What to do —
Report each line below that contains the word "Target", copying every such line in full.

* Begin Listed entries *

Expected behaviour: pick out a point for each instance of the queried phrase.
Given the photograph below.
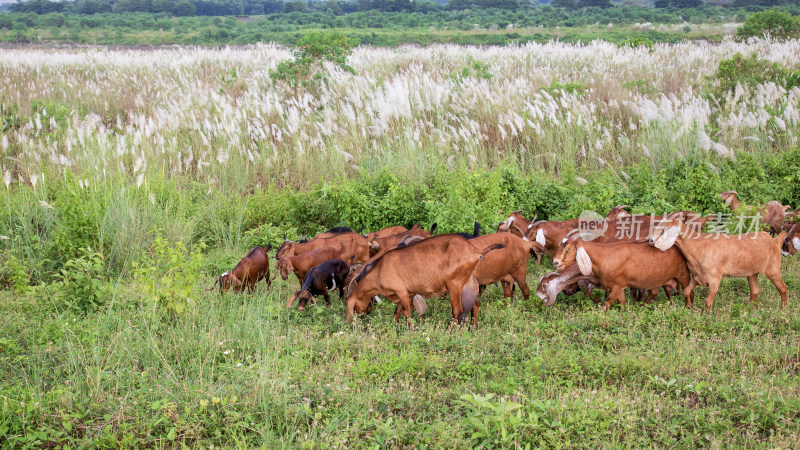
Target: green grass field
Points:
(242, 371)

* End Listed entries *
* Begin Listed entries *

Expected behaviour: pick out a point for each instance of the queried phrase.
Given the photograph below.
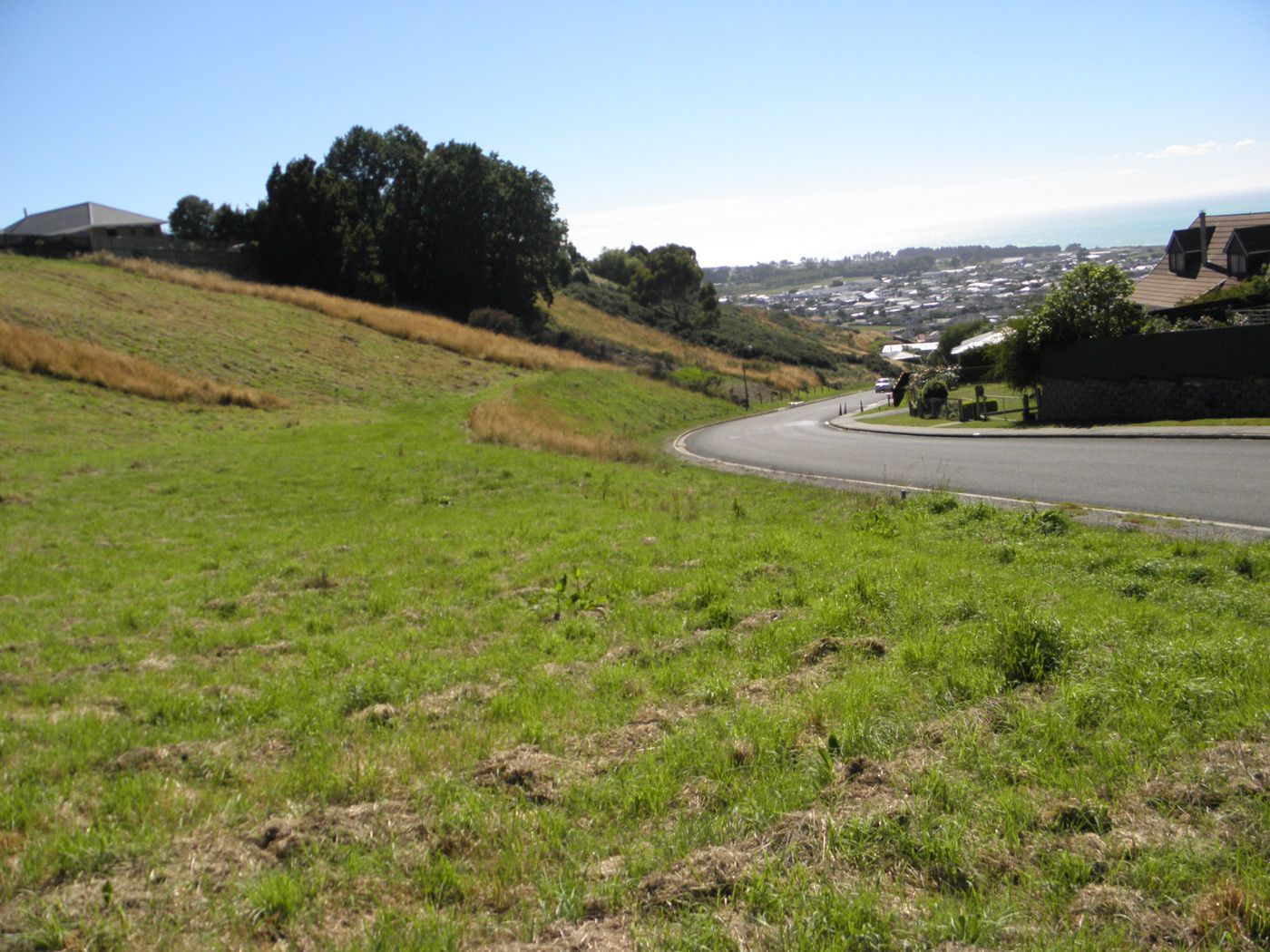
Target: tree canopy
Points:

* End Listed entries *

Exercise answer —
Target: green grass field
Target: tree canopy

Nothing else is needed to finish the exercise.